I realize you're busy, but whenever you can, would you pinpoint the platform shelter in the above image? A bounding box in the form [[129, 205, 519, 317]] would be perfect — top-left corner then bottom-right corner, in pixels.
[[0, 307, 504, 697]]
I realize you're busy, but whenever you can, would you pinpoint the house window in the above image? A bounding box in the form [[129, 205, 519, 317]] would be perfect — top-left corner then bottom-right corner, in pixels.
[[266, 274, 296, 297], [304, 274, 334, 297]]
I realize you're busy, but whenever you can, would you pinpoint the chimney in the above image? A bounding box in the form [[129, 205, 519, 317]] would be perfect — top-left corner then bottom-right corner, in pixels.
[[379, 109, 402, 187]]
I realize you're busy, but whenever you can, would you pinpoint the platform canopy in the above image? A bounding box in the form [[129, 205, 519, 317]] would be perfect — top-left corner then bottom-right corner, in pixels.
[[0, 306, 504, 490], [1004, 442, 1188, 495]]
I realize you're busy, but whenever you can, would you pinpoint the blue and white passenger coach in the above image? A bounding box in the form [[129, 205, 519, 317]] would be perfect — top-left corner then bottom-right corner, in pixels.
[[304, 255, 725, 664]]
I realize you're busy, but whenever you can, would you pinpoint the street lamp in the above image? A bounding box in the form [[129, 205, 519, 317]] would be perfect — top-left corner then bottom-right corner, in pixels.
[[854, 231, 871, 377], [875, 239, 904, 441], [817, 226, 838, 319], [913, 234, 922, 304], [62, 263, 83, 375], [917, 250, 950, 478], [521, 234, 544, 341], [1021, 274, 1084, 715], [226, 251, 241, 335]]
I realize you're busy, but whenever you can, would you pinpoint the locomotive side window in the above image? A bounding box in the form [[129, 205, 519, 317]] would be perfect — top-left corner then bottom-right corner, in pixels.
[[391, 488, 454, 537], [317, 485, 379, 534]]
▬▬▬
> Aim:
Rewrite the items above, starting at the beginning of the items and ending at the line that contains "[[0, 307, 504, 697]]", including the requests. Scale every bounding-box coordinate in the answers by 1.3 and round to whole numbers with halves rounded up, leaving the numbers in the requests and their format samples unchanged.

> Expected answer:
I realize you're busy, but whenever you can, would you pinpoint the platform shelter in the above image? A bounding box in the form [[129, 205, 519, 317]] would be perfect — top-left corner then bottom-right corner, in pixels.
[[0, 399, 655, 906]]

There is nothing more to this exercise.